▶ [Work task]: Copy the passage of the excerpt on homelessness and the right to the street from "In this excerpt" to "fence is for." word for word.

▶ [Excerpt provided]:
>>>

Categorised in:

A Tale of the New Australian City, by David Boarder Giles and Anna Carlson

In this excerpt from the forthcoming issue of Arena Magazine David Boarder Giles and Anna Carlson explore the politics of homelessness, real estate and the right to the street.

Though down on my luck, I kept up my pluck | Thinking justice might temper the laws. | But the farce has been played, and the Government aid | Ain’t extended to squatters, old son.

– Banjo Patterson, The Broken Down Squatter

It’s early February in Melbourne and police are guarding the footpath. Dozens of them. A yellow fence cordons off the empty bluestone pavement alongside the iconic, century-old facade of Flinders Street Station, which is scheduled for renovation. It’s afternoon. Bystanders are gathering in the hundreds now, spilling onto the asphalt.

But they’re not who the fence is for.

Maybe a dozen people have been sleeping rough here for weeks. Behind the cordon are scattered remnants of their residency. A shoe. A water bottle. A floral pillow. A cardboard sign: #WHEREDOWESLEEPTONIGHT. They are men, women, young, middle-aged, Australian-born, refugees, able-bodied, and struggling with disabilities. They’ve camped together for community and security. They picked this spot strategically: it’s close to running water and toilets; charity vans bring food and mobile showers to St Paul’s Cathedral, a block away; drop-in centres and clinics are nearby; and, maybe most importantly, they are in the public eye. It’s safer to be visible. But moreover, the public is a resource. For food, supplies and cash, but, just as importantly, for community, conversation and recognition. Indeed, the very definition of ‘public’ implies a commons. As the philosopher Henri Lefebvre suggested, the city is just such a common good—produced and consumed collectively. That’s why they’re here.

<<<

▶ [Material provided]:

>>>

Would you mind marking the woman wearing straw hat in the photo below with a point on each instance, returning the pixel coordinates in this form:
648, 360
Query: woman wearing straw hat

<<<

▶ [Response to this task]:
In this excerpt from the forthcoming issue of Arena Magazine David Boarder Giles and Anna Carlson explore the politics of homelessness, real estate and the right to the street.

Though down on my luck, I kept up my pluck | Thinking justice might temper the laws. | But the farce has been played, and the Government aid | Ain’t extended to squatters, old son.

– Banjo Patterson, The Broken Down Squatter

It’s early February in Melbourne and police are guarding the footpath. Dozens of them. A yellow fence cordons off the empty bluestone pavement alongside the iconic, century-old facade of Flinders Street Station, which is scheduled for renovation. It’s afternoon. Bystanders are gathering in the hundreds now, spilling onto the asphalt.

But they’re not who the fence is for.